#### [Set exercise]
Copy the rows below word for word, from the line containing "Put a marker on each instance of the dark" through the last line of the rows, including both of those lines.

#### [Provided records]
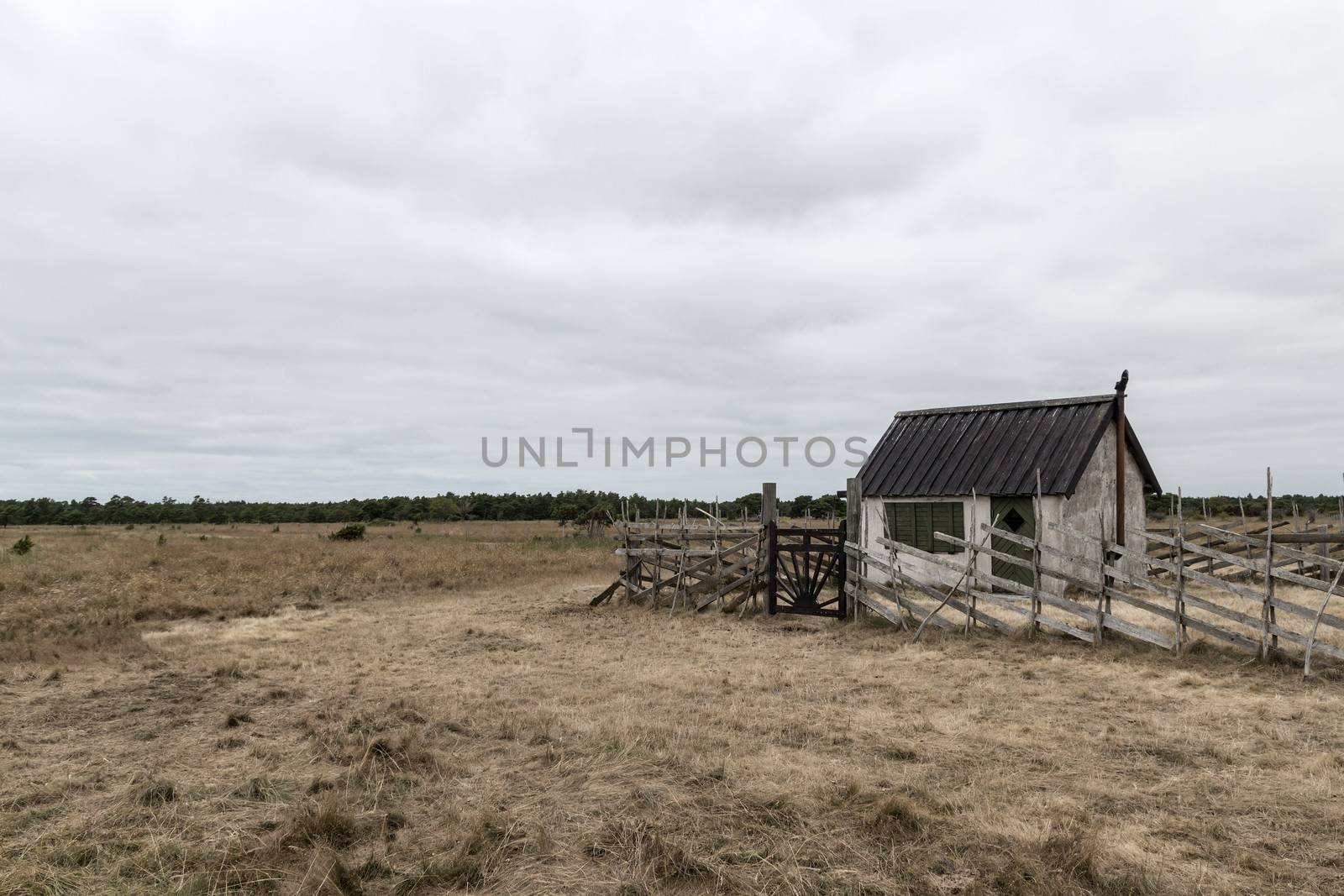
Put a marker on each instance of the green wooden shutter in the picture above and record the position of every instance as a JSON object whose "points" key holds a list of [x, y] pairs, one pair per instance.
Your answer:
{"points": [[924, 527], [900, 523], [947, 519]]}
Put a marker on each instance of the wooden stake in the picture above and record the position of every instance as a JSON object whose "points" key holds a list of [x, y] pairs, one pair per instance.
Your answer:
{"points": [[1101, 579], [1032, 626], [1268, 607], [1310, 641], [1180, 574]]}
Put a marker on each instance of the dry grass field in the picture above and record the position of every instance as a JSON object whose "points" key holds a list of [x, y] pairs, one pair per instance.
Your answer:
{"points": [[239, 710]]}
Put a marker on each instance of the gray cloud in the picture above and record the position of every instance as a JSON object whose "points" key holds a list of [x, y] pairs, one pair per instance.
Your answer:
{"points": [[320, 250]]}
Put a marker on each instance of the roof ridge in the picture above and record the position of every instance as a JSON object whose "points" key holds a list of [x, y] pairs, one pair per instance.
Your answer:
{"points": [[1012, 406]]}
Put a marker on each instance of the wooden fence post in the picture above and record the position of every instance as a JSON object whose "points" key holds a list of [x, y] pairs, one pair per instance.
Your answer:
{"points": [[974, 562], [853, 532], [769, 521], [1268, 607], [1102, 579], [1180, 571], [1032, 626]]}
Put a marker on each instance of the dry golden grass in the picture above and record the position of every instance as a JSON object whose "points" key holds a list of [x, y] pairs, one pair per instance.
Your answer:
{"points": [[416, 716]]}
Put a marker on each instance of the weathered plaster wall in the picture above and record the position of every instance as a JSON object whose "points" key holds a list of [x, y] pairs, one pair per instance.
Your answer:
{"points": [[1092, 510]]}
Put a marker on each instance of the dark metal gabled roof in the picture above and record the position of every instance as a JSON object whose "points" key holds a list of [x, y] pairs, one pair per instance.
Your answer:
{"points": [[995, 449]]}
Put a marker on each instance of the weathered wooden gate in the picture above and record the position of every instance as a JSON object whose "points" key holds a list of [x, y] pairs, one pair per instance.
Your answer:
{"points": [[804, 566]]}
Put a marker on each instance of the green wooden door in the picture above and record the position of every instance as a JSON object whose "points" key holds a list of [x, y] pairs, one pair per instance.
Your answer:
{"points": [[1018, 516]]}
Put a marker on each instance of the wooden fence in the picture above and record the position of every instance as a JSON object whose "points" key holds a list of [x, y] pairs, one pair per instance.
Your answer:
{"points": [[687, 563], [1261, 587], [1203, 579]]}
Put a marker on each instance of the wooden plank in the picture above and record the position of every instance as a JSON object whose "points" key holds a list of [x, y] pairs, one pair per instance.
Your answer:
{"points": [[927, 590], [1231, 559], [864, 586], [1001, 555], [1043, 621], [1015, 587], [723, 590], [606, 593], [1288, 553]]}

#### [The answer]
Put a marker on each instance of the dark metal gabled roof in the picture above and record the position of every instance as a JSON object whose "points" key holds a list of [x, y] pairs, one pair per instance.
Your answer:
{"points": [[995, 449]]}
Put a marker on each instance of the weathered wooden gate in the picture above and record the position of every instance as a JSON object whose "points" key holds a list of [x, y] pairs, one pair per instance.
Your answer:
{"points": [[804, 566]]}
Put a marker on each instance of the green wooden door in the picture above and record the position of every instance as a JSON object whose "points" key holds a list of [x, y] pairs, one pair per instance.
Your answer:
{"points": [[1018, 516]]}
Put a marker on each instance of the wooden fence in the picture above and record the position of every instance as a JSON object whose "points" key holds a list of [x, y] pairs, one pair per instance.
Your answer:
{"points": [[687, 563], [1261, 587], [1203, 579]]}
Put a marker on each instance of the wooden plank in the picture above and record the position of every instance as a JSON object whose "points" key holds a list of [x, y] pairs, one pair per instance.
Your answer:
{"points": [[927, 590], [1231, 559], [864, 586], [1001, 555], [1043, 621], [1015, 587], [723, 590], [606, 593], [1288, 553]]}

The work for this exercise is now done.